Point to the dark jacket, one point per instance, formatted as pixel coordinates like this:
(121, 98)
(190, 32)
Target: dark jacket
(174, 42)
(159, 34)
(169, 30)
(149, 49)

Problem requirements:
Copy the records above exactly as written.

Output of the exercise:
Point to the dark jacket, one point per instance, formatted as pixel coordinates like this:
(121, 98)
(190, 32)
Target: dark jacket
(174, 42)
(159, 34)
(169, 30)
(149, 49)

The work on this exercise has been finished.